Dr. Moshe Feldenkrais
In the previous article, we looked at some properties of good posture.
How our nervous systems evolved along with our skeletal and muscular systems to keep us balanced in gravity.
That good posture is our natural state, one achieved by doing less rather than more.
At this stage, a very basic question arises: If posture is an autonomic function of the nervous system in response to gravity, then why don’t most of us have good posture?
Why do so many of us struggle with it?
In other words, why don’t all humans walk in the same way, “just as one cat stands like every other cat, and every sparrow flies in exactly the same way?”(Awareness Through Movement” Pg 71)
We see that every person has their own unique way of carrying themselves. That we can recognize an acquaintance from afar, just by the way she stands or walks.
Other animals learn from the experience of their species while humans learn mainly through their own individual experiences.
Combined with the long dependency period during childhood (See “Chapter 3 – Are you an Adult”), our ability to learn from experience accounts for the differences we see in posture.
Dr. Feldenkrais considered posture to be a topic of some importance and he wrote extensively on the subject.
He linked the origin of faulty posture to the heightened emotional tone developed during childhood.
As he writes in “The Potent Self”, (pg 54) “Faulty posture can be traced to those factors that cause increased emotional tone. This happens every time we perceive a bodily tension, and the means to release it are not available.
Bad posture is the externally observable physical counterpart of internal conflict or contradiction.

Listed records |

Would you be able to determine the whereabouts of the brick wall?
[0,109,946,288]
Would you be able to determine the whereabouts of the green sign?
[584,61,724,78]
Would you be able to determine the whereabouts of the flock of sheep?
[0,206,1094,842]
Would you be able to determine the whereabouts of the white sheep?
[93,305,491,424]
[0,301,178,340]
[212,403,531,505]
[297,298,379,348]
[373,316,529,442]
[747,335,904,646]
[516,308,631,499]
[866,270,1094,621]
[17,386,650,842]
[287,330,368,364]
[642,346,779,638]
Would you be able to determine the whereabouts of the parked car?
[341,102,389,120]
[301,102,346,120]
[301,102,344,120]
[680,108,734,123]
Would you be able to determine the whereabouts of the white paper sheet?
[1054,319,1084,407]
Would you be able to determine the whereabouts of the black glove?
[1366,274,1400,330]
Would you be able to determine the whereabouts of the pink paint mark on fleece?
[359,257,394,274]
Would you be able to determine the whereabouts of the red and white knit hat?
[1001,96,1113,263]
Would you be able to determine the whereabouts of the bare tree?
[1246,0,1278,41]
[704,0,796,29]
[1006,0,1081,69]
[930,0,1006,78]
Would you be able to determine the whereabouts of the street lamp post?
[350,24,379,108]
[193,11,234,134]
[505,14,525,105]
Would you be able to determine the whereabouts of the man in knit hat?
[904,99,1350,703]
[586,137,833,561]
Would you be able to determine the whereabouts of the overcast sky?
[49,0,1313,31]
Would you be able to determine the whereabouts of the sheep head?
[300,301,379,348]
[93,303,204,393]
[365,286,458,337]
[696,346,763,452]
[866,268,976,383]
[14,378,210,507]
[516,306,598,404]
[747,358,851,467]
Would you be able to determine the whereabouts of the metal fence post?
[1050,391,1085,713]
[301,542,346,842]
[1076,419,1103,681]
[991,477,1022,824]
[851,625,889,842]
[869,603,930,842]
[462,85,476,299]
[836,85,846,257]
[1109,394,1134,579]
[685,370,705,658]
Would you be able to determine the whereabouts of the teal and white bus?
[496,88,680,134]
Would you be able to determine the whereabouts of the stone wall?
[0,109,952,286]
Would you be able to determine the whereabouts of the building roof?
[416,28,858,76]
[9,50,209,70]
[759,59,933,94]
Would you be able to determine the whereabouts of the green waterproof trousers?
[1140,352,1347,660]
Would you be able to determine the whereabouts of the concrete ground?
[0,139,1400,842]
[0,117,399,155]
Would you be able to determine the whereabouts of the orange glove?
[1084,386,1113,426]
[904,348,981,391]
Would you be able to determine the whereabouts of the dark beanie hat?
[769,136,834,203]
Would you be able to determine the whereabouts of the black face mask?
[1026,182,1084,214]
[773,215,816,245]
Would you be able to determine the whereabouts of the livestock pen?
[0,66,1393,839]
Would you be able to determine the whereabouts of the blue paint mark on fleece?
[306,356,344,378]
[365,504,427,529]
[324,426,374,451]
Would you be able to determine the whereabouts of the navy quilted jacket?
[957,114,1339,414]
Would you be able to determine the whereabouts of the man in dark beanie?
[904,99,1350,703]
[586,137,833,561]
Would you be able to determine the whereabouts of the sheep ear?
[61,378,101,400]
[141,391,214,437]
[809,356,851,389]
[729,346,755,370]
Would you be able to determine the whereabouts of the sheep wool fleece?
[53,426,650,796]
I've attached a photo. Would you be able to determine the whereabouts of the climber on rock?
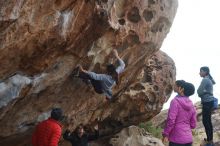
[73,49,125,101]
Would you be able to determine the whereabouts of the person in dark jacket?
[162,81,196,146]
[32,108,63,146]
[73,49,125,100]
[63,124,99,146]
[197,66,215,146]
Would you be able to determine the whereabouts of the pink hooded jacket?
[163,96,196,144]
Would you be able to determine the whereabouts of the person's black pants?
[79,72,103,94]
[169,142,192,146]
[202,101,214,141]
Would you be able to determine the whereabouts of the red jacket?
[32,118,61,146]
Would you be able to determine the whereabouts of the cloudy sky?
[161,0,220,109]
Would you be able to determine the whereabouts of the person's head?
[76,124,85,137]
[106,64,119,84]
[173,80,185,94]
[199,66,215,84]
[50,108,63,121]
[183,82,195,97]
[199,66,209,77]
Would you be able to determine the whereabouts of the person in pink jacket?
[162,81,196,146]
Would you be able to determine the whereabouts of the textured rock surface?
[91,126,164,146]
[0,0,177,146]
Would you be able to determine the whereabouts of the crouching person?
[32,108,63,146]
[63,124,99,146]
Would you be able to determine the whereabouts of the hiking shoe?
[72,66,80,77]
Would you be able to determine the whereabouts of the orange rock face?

What this exercise asks |
• a. According to the passage on posture, what did Dr. Feldenkrais link the origin of faulty posture to?
• b. Please continue the passage on posture from the point where it stops.

Results for each task |
• a. He linked it to the heightened emotional tone developed during childhood.

• b.
It is cultivated during the dependence period when the child is called upon to perform acts for which she has not the means; that is, when she is induced to act by heightening her emotional tone and not spontaneously….” (Highlight mine)
As we saw in “Chapter 3 – Are You An Adult,” we develop a heightened emotional response to certain actions during childhood in order to comply with the wishes of adults on whom we depend for our survival.
As a result, we can no longer carry out these actions spontaneously. While performing them, we have an urge to act and at the same time, to stop ourselves from acting.
In other words, we act compulsively while experiencing an inner resistance to the act.
The inner resistance “is always expressed through muscular tension of the muscles of the face, the neck, the abdomen, the fingers, or the toes that can easily be detected if looked for.”
This unnecessary, or “parasitic” muscular contraction becomes associated with actions where we feel conflicting impulses, and it prevents us from smoothly performing the action without hesitation, or without excessive effort.
As we saw in the last chapter, any extraneous muscular contraction detracts from good posture.
This heightened tone, as well as the compulsive behavior related to these actions, carries over into adulthood.
Even “normal” children, who had an ordinary childhood, can encounter a benign situation which they interpreted as threatening their security. Or undergo phases when they felt inadequate in facing a new or demanding situation.
Dr. Feldenkrais writes in “The Potent Self” page 55, “Faulty posture always expresses the emotional stress that has been responsible for its formation. The most frequent and observable one is the stress of insecurity in its different aspects, such as hesitation, fear, doubt, apprehension, servility, unquestioning compliance – and their exact opposites.”
In his book “Chatter,” psychologist and scientist Ethan Kross writes that when we are placed in a stressful situation, we (subconsciously) ask ourselves two questions:
“What is required of me in these circumstances, and do I have the personal resources to cope with what’s required?”
If we realize that we do not possess the wherewithal needed to handle the situation, we perceive the stressor as a threat and our body reacts accordingly.
Our natural response to feelings of insecurity and fear is to shorten the body. To make ourselves smaller.
We instinctively react in this manner to protect the head and other vital organs when facing a threat or when perceiving danger.
Contracting the flexor muscles in the front of the body provides a sense of safety.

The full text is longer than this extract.